▶ _Text_
▬▬▬▬▬▬▬▬▬▬
Samuel Getachew: I've been to those villages. While the world is becoming aware of the numbers, in Africa we have large numbers, millions of Ethiopians facing famine, for example, or millions of minorities being killed in Rwanda, and so on. It's only when you go close and you see the faces behind these numbers, that changes you a lot. There has been lots of information given by both sides, and it's really difficult to verify the information. Again, I can't help but feel sorry for them.
Melissa Harris-Perry: Cameron, take us back. I think part of the emotion, the distress that we hear from Samuel there is related to the nature of civil war. Can you help our audience to understand how this began, and what this relationship between the Ethiopian military and the rebel forces is, and that's a great region?
Cameron Hudson: It's a long and complicated history between the Tigrayans and the rest of the country. Essentially, the Tigrayans helped to lead Ethiopia's struggle against a communist dictatorship, and essentially bring about the new Ethiopian state. They were liberation heroes of the country. When that war against the communist Sturge ended, the Tigrayans became essentially the backbone of the government of Ethiopia. Even though they represent roughly 6% of the population, they installed themselves across all government ministries, across the military.
▬▬▬▬▬▬▬▬▬▬
▶ _Problems and tasks_
• 1. Answer these questions about the transcript on Ethiopia:
(a) What does Samuel Getachew say is really difficult to do with the information given by both sides?
(b) Roughly what share of the population does Cameron Hudson say the Tigrayans represent?
• 2. Name every person who speaks in the transcript on Ethiopia.
• 3. Continue the transcript on Ethiopia from its last sentence.

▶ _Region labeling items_
▬▬▬▬▬▬▬▬▬▬
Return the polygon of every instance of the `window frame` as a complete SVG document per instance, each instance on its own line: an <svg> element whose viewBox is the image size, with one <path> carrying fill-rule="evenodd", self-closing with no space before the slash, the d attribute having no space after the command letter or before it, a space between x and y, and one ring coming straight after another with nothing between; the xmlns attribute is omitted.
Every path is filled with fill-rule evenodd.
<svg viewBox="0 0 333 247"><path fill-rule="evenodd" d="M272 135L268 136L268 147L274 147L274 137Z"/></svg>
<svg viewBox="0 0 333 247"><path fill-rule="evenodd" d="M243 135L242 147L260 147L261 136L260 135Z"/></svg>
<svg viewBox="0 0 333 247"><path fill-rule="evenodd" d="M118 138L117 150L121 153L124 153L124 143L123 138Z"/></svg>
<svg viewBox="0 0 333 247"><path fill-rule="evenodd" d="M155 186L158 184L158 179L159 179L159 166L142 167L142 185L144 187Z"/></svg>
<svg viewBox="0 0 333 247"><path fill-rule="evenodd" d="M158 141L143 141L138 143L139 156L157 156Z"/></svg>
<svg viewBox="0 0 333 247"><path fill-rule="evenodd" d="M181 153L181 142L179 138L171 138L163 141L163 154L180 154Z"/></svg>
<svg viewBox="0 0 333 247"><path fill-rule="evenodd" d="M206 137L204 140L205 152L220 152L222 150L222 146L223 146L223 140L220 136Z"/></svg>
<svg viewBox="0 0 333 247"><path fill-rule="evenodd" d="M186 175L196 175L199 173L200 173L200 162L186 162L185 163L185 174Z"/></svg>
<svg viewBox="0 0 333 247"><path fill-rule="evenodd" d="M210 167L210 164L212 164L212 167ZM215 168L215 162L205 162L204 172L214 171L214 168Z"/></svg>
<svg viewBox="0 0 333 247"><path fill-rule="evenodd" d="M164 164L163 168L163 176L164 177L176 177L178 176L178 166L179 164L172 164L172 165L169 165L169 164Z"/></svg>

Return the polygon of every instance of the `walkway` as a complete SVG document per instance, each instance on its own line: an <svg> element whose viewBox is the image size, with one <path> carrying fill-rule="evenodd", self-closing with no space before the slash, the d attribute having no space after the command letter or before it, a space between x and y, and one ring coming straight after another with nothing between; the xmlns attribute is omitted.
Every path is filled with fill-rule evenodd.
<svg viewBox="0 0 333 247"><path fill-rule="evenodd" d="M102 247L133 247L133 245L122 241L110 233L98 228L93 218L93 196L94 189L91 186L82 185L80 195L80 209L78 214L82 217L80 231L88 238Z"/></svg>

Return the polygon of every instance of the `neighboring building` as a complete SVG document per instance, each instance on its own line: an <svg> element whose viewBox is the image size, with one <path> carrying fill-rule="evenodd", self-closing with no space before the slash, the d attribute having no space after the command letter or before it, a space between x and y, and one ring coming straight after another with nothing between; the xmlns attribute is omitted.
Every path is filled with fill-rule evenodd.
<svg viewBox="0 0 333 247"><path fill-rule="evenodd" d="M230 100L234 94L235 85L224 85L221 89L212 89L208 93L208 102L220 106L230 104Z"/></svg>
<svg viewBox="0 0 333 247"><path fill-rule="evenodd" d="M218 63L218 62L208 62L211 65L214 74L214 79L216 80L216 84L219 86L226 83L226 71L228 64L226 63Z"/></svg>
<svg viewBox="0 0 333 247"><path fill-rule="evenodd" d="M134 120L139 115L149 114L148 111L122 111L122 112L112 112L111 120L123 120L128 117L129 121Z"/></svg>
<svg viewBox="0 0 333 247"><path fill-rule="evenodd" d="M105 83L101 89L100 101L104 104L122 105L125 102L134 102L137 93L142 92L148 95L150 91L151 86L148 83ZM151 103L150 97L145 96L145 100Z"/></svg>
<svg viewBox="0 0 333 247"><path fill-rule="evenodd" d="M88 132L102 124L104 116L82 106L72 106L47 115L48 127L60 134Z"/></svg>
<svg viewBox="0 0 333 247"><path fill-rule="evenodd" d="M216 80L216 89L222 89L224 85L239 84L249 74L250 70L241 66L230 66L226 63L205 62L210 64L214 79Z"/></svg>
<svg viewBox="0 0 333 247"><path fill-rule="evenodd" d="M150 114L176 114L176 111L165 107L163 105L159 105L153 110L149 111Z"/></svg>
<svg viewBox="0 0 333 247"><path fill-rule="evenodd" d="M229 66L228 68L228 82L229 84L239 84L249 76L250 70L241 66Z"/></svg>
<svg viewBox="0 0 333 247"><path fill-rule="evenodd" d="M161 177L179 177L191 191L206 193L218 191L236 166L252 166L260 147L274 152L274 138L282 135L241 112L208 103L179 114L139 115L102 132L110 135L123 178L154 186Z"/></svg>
▬▬▬▬▬▬▬▬▬▬
▶ _Answer set_
• 1.
(a) Verify it.
(b) Roughly 6%.

• 2. Samuel Getachew, Melissa Harris-Perry, Cameron Hudson

• 3.
They were the lead party and ethnic group driving all decision-making in Ethiopia for more than two decades. In that time, they both brought prosperity and stability, but at the same time, they ruled with a very heavy hand, and so there were political prisoners, there were crackdowns on democracy, very poorly run on undemocratic elections, but at the same time, they gained a lot of respect and were given a lot of latitude by the international community because they were such a stabilizing force in the horn of Africa region, and so you took the good and the bad with the TPLF, but what it did is it engendered a great deal of resentment among the rest of the Ethiopian population and Ethiopia's other ethnic groups.
When they were ushered out of power after more than 20 years in 2017, and Abiy Ahmed came into office, he promised a new vision of Ethiopia that tried to look beyond ethnic division in the country, and to create a unitary Ethiopian identity and Ethiopian state. This was obviously a direct threat to the Tigrayans, who had created an Ethiopian state, a modern Ethiopian state based upon respect for ethnic differences. Now, of course, they sat on the top of that ethnic pyramid, and so they created a system that suited their interests over others.
That's really at the heart of the conflict here, is, what kind of country is Ethiopia going to be? Is it going to be one where these ethnic divisions in the country are held up and recognized and respected, and that there are bright lines between these ethnic states, or is it one where those lines are going to be blurred, and we're going to try to create a new unified vision of Ethiopia? That is the heart of the struggle here today.
Melissa Harris-Perry: Samuel, I want to go to this place where Cameron just took us, that this is a struggle in part over what kind of nation Ethiopia is going to be, and I'm reflecting on in your first response, you talked about really confronting the suffering of the Ethiopian people, the sadness. Can you talk a bit about this famine, that the people of Ethiopia, or particularly of the Tigray region are experiencing, and is it a manufactured famine?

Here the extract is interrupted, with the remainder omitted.